Available data START

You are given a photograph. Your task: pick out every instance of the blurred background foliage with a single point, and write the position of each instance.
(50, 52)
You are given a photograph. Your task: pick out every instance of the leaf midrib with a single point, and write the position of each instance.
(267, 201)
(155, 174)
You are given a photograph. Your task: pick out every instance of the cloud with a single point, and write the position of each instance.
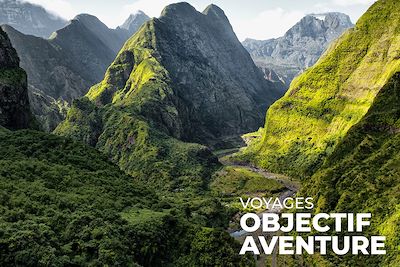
(151, 8)
(268, 24)
(59, 7)
(352, 2)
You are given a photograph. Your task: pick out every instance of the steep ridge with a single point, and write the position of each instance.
(321, 105)
(14, 102)
(363, 174)
(166, 86)
(29, 18)
(286, 57)
(65, 66)
(63, 203)
(134, 22)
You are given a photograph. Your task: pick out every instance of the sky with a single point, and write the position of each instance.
(256, 19)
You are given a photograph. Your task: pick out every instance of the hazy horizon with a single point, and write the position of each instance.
(258, 20)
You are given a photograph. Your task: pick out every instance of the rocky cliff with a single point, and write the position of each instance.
(286, 57)
(29, 18)
(65, 66)
(14, 103)
(304, 126)
(134, 22)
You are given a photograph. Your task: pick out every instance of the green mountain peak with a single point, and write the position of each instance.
(322, 105)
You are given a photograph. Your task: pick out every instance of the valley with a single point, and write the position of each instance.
(133, 146)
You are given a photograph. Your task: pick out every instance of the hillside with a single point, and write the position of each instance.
(363, 174)
(166, 89)
(29, 18)
(64, 67)
(305, 126)
(286, 57)
(14, 102)
(63, 203)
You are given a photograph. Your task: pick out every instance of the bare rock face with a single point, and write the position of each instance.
(64, 67)
(187, 74)
(14, 102)
(300, 48)
(222, 92)
(134, 22)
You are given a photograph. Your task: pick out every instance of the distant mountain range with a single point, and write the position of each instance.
(63, 67)
(286, 57)
(14, 103)
(183, 78)
(29, 18)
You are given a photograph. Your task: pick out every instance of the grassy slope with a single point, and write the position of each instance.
(325, 102)
(120, 117)
(63, 203)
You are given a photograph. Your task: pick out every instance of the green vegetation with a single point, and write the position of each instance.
(63, 203)
(123, 117)
(363, 175)
(305, 126)
(240, 181)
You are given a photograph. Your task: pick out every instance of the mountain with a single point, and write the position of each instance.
(167, 88)
(337, 128)
(14, 102)
(304, 126)
(286, 57)
(64, 67)
(29, 18)
(134, 22)
(363, 174)
(64, 203)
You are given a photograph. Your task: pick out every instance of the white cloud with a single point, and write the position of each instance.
(59, 7)
(352, 2)
(151, 8)
(268, 24)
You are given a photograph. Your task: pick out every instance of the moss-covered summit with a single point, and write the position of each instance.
(14, 103)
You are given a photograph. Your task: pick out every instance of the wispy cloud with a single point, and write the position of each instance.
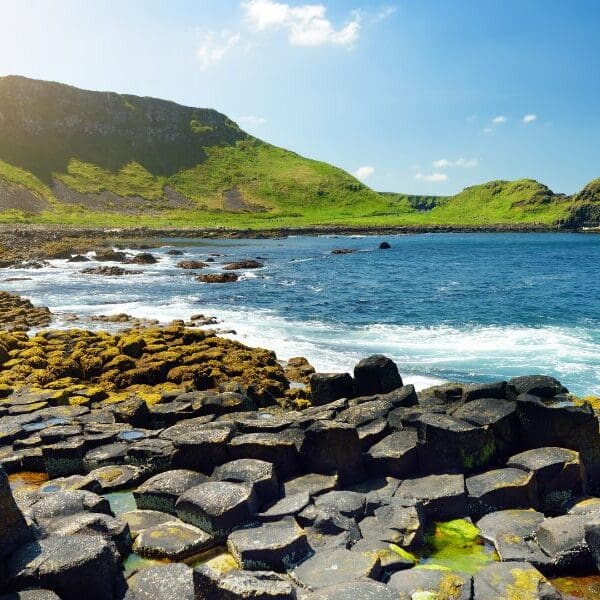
(435, 177)
(251, 120)
(214, 47)
(306, 24)
(466, 163)
(364, 172)
(385, 12)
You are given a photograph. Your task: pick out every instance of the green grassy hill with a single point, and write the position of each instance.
(78, 157)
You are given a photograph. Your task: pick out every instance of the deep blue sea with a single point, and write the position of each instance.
(468, 307)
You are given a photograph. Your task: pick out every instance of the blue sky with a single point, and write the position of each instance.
(414, 96)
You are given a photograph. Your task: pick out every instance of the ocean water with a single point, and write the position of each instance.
(464, 307)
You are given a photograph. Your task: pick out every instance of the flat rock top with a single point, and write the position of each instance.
(267, 536)
(217, 497)
(138, 520)
(395, 444)
(244, 469)
(432, 486)
(363, 590)
(538, 458)
(513, 579)
(497, 479)
(163, 582)
(172, 482)
(58, 553)
(432, 584)
(334, 567)
(313, 484)
(485, 411)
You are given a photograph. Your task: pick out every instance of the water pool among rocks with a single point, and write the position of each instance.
(475, 491)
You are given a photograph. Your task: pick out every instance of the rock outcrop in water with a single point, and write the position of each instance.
(348, 498)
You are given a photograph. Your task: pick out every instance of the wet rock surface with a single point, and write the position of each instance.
(177, 446)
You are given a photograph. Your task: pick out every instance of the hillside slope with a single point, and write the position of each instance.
(76, 157)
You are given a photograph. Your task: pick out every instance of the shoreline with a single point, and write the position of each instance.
(20, 242)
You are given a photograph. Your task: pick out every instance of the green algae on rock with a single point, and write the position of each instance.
(457, 546)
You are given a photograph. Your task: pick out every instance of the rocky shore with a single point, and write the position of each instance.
(20, 243)
(167, 462)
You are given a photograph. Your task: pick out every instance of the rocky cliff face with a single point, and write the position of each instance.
(102, 128)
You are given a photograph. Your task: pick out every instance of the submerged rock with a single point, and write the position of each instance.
(513, 580)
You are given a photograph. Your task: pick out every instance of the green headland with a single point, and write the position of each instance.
(77, 157)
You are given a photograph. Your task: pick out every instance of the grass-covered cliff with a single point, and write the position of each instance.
(78, 157)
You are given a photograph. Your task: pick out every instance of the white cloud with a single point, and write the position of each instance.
(306, 25)
(466, 163)
(214, 47)
(384, 13)
(436, 177)
(364, 172)
(251, 120)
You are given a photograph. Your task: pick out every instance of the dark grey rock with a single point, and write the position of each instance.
(163, 582)
(559, 476)
(138, 520)
(497, 414)
(536, 385)
(335, 567)
(111, 454)
(153, 454)
(376, 374)
(287, 506)
(564, 540)
(444, 497)
(327, 387)
(391, 562)
(513, 534)
(161, 491)
(259, 473)
(74, 567)
(62, 504)
(117, 477)
(592, 538)
(37, 594)
(277, 546)
(14, 531)
(90, 523)
(395, 455)
(200, 449)
(218, 507)
(560, 423)
(449, 445)
(172, 540)
(276, 448)
(241, 585)
(312, 483)
(501, 489)
(356, 590)
(349, 504)
(513, 579)
(430, 583)
(330, 446)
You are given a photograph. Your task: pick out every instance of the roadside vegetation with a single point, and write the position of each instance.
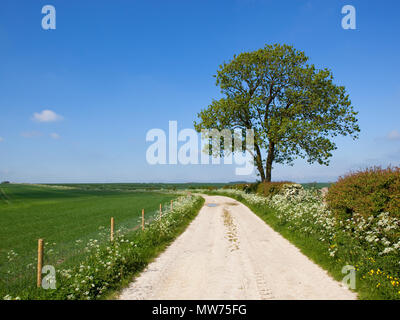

Available data END

■ What is required ■
Quote all the records verbatim, dropping any pictures from your copy.

■ Exercise answer ■
You are given a photograph. Your task: pick out every instance of the blurred background foliage with a single point, and write the position of each instance.
(50, 52)
You are given a photograph. Your task: pick out every instance of the leaf midrib with a single point, and write the position of each instance.
(267, 201)
(155, 174)
You are given a photograph. Your task: pick out every instance of the cloud with a single point, and write the position of each instance.
(151, 8)
(268, 24)
(59, 7)
(352, 2)
You are given a photograph. Your task: pick out every instance of the steep ridge with a single point, and write the position of each instance.
(321, 105)
(14, 102)
(363, 174)
(166, 86)
(29, 18)
(286, 57)
(65, 66)
(63, 203)
(134, 22)
You are given a photograph. Your task: pick out every instance of the sky with a single point, and write the position of each instance.
(256, 19)
You are given a photograph. Your task: pick out every instance of the hazy horizon with a single point, and write the position of each instance.
(258, 20)
You are given a photograph. Your task: pick out every instance of the rocky cliff with a single point, and write the position of each instance.
(286, 57)
(29, 18)
(65, 66)
(14, 103)
(304, 126)
(134, 22)
You are given a photograph. Your task: pick out every instance of the green mountain peak with a single point, and write the position of each instance.
(322, 105)
You are given a photograph. Your task: pick out every instance of the valley with a single point, and write the position of each instance.
(133, 146)
You are given a photograph. Your task: pick out every instance of the hillside with a single point, and write the position of each instance.
(363, 174)
(166, 89)
(29, 18)
(64, 67)
(305, 126)
(286, 57)
(14, 102)
(63, 203)
You are given a photograph. Your task: pick out every instance of the bare rock face with a single point, and write the position of each instance.
(64, 67)
(187, 74)
(14, 102)
(300, 48)
(222, 92)
(134, 22)
You are given a photograph. Your task: pick out every instance of the distant mountain range with a single point, and write the position of each instance.
(63, 67)
(286, 57)
(14, 103)
(183, 78)
(29, 18)
You are given a photograph. Your task: pick out every instance of the grassy slope with a single point, and write the position of each instance.
(325, 102)
(120, 117)
(63, 203)
You are given a photograph. Your task: pick out every instance of the green vegetation with a single point, and write the position of each instance.
(63, 203)
(123, 117)
(363, 175)
(305, 126)
(240, 181)
You are given a photograph. Your task: pick out every instance of the mountain with a single point, and write the position of each instance.
(167, 88)
(337, 128)
(14, 102)
(304, 126)
(286, 57)
(64, 67)
(29, 18)
(134, 22)
(363, 174)
(64, 203)
You are given a photograph. Your task: pick out every instance of the white cloud with a single point, and write the position of each instance.
(59, 7)
(352, 2)
(151, 8)
(268, 24)
You are given a photograph. Your task: pick out every instance of the moss-covered summit with a single point, and write the position of each instance.
(14, 103)
You are given a photograph. Your task: pick out every instance of the wispy cloud with a single point, and write the position of each instance.
(435, 177)
(251, 120)
(214, 47)
(306, 24)
(466, 163)
(364, 172)
(385, 12)
You are given a photograph. Your task: pick out every instance of the green grassy hill with a single point, and write the position of each instance.
(78, 157)
You are given a photograph. Your task: pick out every instance of the deep blue sea with a single point, and write the position of each instance.
(468, 307)
You are given a photograph. Your task: pick out every instance of the blue sky with a single point, and write the position of each instance.
(414, 96)
You are given a photograph. Your task: pick out every instance of the ocean water with a single point, and write the position of each instance.
(464, 307)
You are given a photograph. Your task: pick out every instance of the flat rock top with a single point, and write the position of each instance.
(267, 536)
(217, 497)
(138, 520)
(395, 444)
(244, 469)
(432, 486)
(363, 590)
(538, 458)
(513, 579)
(497, 479)
(163, 582)
(172, 482)
(58, 553)
(432, 584)
(334, 567)
(313, 484)
(485, 411)
You are given a photograph. Your task: pick out every instance of the water pool among rocks with a single point, and write the position of each instance.
(475, 491)
You are given a photograph. Your task: pick out every instance of the rock outcrop in water with a single point, and write the position of each instance.
(348, 498)
You are given a photograph. Your task: pick out every instance of the wet rock surface with a single point, and write the position of each instance.
(177, 446)
You are given a photograph. Your task: pick out every instance of the hillside slope with a single point, and write the position of each instance.
(76, 157)
You are given a photograph. Your task: pick out every instance of the shoreline with a single point, and write the position of each instance.
(20, 242)
You are given a photograph. Your task: pick out every instance of the green algae on rock with a single point, and write the position of each instance.
(457, 546)
You are given a photograph. Your task: pick out every instance of the rocky shore with a single point, and write the position of each instance.
(20, 243)
(167, 462)
You are given a photograph. Your task: pick out every instance of the rocky cliff face with a single point, and write the position of each instance.
(102, 128)
You are given a photograph. Your task: pick out every instance of the submerged rock with a single point, and write the position of each instance.
(513, 580)
You are given a photograph. Your task: pick out every instance of the green headland with a single point, and write the position of each instance.
(77, 157)
You are given a photograph. Your task: pick out every instance of the grass-covered cliff with a single point, and write the position of each instance.
(78, 157)
You are given a photograph. Your task: pick out every instance of the white cloud with a single point, and write the position of each instance.
(306, 25)
(466, 163)
(214, 47)
(384, 13)
(436, 177)
(364, 172)
(251, 120)
You are given a photograph. Your task: pick out every instance of the dark grey rock with a single point, and write the position of each instance.
(163, 582)
(559, 476)
(138, 520)
(497, 414)
(536, 385)
(335, 567)
(111, 454)
(153, 454)
(376, 374)
(287, 506)
(564, 540)
(444, 497)
(327, 387)
(391, 562)
(513, 534)
(161, 491)
(259, 473)
(74, 567)
(62, 504)
(117, 477)
(592, 538)
(37, 594)
(277, 546)
(14, 531)
(90, 523)
(395, 455)
(200, 449)
(218, 507)
(560, 423)
(449, 445)
(172, 540)
(276, 448)
(241, 585)
(312, 483)
(501, 489)
(356, 590)
(349, 504)
(513, 579)
(430, 583)
(330, 446)
You are given a photograph. Your task: pick out every instance of the roadside vegetation with a single point, and write the position of each instance.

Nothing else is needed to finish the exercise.